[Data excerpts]

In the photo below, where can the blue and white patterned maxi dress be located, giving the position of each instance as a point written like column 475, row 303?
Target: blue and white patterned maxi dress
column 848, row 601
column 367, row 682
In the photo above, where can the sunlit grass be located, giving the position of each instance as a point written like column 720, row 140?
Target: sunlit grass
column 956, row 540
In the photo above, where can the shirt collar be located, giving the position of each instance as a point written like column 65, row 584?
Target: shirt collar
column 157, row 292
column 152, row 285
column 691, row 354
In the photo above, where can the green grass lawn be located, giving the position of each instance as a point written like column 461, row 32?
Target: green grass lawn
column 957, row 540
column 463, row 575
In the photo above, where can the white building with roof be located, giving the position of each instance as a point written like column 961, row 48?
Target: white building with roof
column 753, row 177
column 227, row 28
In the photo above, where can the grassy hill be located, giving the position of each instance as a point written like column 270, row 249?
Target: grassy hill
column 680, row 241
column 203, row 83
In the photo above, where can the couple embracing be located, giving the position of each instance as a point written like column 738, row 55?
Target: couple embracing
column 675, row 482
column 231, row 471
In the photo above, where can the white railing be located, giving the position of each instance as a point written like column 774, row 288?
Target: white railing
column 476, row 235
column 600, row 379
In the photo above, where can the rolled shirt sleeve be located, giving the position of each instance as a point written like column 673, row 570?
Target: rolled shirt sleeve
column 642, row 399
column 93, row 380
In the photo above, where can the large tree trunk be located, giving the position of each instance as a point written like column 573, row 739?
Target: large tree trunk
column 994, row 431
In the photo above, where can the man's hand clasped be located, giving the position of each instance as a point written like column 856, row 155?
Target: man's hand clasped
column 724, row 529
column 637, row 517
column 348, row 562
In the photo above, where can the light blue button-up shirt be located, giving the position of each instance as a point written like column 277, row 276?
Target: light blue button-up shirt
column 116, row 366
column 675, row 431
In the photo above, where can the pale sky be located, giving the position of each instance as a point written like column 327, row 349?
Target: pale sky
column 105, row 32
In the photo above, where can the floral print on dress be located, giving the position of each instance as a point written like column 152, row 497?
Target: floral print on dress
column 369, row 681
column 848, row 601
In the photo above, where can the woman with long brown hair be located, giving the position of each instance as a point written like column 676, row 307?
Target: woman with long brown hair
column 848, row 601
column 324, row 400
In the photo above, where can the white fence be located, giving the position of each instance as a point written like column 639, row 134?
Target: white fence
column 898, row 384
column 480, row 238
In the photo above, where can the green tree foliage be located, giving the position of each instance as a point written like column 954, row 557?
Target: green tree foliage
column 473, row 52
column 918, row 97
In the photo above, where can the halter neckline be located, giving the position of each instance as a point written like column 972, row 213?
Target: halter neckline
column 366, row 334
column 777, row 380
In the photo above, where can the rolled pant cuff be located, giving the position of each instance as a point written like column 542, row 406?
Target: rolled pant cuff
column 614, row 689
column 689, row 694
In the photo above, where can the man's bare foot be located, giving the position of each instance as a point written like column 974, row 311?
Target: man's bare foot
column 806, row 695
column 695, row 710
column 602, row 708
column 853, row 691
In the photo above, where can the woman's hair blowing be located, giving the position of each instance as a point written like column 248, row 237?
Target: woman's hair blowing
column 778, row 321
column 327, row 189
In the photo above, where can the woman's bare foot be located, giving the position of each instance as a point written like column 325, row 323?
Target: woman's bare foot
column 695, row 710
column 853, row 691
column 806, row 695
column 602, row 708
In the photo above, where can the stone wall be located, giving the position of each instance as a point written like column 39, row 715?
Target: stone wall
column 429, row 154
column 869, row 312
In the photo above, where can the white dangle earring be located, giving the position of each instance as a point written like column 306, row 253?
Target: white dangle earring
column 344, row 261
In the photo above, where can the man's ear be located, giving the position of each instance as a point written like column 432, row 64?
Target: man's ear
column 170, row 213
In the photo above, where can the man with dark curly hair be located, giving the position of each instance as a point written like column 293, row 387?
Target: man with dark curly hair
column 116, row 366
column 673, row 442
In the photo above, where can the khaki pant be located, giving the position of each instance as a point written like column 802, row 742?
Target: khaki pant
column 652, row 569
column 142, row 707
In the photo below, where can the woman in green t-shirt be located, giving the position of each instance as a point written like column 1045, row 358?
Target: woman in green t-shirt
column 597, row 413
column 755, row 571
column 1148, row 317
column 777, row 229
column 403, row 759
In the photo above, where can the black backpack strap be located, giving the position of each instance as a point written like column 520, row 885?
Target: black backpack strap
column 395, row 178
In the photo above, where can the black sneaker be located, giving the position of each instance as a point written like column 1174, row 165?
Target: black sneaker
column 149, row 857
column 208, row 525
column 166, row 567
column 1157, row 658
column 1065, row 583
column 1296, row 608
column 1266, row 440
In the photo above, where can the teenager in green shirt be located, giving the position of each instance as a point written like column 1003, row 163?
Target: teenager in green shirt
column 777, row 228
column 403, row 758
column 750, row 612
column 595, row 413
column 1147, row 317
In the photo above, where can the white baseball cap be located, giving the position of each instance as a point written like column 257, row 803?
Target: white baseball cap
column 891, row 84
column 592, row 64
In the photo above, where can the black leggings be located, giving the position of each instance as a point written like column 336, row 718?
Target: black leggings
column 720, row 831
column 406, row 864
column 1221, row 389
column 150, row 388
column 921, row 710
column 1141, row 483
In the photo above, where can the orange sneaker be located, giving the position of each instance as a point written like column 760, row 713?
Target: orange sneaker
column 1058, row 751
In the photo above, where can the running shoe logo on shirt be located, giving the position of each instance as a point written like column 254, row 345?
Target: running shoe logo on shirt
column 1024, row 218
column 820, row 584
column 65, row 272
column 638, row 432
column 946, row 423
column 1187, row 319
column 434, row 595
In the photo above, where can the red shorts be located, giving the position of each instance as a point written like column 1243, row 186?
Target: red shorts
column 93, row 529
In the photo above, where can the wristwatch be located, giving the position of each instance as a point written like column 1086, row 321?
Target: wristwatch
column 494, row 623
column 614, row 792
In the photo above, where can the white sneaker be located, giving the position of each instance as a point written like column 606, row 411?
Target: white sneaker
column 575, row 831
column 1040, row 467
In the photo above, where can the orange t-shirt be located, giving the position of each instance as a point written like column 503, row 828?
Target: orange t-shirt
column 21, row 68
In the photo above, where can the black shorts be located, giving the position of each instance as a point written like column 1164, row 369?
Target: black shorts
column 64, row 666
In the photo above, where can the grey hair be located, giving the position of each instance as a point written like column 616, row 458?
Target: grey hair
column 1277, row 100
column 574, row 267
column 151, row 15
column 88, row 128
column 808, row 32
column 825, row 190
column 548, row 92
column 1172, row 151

* **Exercise aim**:
In the entries above, find each line with the word "below" and show it.

* **Exercise answer**:
In the photo below, where can the blue and white patterned maxi dress be located, giving the position of each instance as a point written like column 475, row 303?
In the photo below, where can the woman in green t-shirt be located, giving the position of each instance as a point written like column 1045, row 358?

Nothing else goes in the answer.